*** Opening of MATERIAL SUPPLIED ***

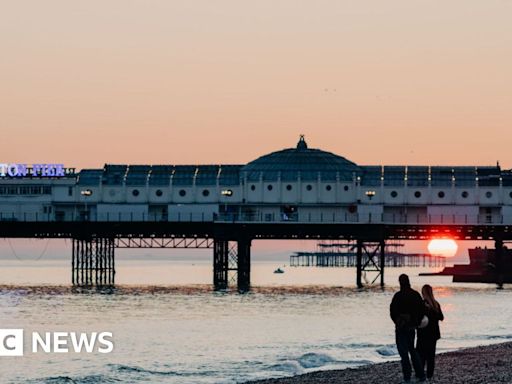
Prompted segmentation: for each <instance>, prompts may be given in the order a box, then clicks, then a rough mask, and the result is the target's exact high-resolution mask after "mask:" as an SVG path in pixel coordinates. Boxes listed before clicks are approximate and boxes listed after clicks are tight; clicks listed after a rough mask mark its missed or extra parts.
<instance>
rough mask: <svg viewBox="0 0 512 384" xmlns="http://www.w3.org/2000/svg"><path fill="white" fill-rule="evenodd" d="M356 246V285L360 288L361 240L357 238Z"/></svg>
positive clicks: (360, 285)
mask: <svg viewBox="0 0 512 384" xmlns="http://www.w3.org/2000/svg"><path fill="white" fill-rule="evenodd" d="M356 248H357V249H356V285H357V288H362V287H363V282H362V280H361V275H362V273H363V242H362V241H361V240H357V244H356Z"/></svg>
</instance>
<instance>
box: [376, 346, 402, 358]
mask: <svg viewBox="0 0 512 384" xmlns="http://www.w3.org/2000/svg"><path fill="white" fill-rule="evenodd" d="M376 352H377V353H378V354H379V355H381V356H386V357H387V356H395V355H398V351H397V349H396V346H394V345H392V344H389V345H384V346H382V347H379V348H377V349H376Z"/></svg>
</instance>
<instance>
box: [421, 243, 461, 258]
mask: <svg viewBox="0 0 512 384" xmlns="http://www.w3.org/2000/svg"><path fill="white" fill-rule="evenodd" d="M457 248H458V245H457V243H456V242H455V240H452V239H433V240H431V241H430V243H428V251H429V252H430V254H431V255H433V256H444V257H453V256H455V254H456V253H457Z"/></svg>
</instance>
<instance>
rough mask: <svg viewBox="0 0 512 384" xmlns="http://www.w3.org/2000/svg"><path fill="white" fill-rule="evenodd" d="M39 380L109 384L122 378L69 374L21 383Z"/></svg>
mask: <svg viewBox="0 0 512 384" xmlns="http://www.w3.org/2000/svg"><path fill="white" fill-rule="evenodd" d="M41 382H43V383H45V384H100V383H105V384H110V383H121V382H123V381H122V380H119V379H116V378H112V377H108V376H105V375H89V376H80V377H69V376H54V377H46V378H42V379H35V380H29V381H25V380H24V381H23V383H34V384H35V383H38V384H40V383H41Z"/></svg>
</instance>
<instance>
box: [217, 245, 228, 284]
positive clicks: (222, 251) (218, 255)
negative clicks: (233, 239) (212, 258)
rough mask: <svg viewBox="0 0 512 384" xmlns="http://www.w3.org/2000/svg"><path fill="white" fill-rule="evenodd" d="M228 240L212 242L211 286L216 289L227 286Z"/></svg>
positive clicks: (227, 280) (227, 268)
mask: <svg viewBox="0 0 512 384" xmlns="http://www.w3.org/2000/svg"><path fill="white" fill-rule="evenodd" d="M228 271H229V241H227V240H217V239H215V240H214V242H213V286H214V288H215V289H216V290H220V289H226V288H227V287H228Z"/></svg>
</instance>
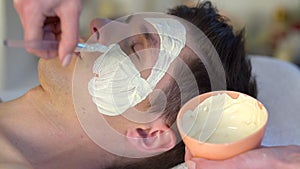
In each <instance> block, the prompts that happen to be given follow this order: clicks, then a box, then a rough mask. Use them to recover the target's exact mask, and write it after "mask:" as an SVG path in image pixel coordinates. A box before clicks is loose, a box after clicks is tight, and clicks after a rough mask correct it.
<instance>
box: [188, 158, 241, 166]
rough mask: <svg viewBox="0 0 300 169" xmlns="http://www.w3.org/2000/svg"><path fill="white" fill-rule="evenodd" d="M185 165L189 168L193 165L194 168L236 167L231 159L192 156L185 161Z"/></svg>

*** Close of MATERIAL SUPPLIED ***
*** Opening of MATERIAL SUPPLIED ***

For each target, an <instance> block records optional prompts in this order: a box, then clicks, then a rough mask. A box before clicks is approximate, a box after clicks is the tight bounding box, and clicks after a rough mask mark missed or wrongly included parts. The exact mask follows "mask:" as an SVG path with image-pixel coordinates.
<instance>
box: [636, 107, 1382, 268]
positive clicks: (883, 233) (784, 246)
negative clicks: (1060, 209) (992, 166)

*** Close of MATERIAL SUPPLIED ***

* [DIRECTIONS FOR THIS TASK] Your task for the entries above: copy exactly the span starting with the line with "positive clicks: (883, 233) (784, 246)" and going on through the line with "negative clicks: (1060, 209) (992, 166)", both lines included, and nothing else.

* [RESPONSE]
positive clicks: (883, 233) (784, 246)
negative clicks: (1060, 209) (992, 166)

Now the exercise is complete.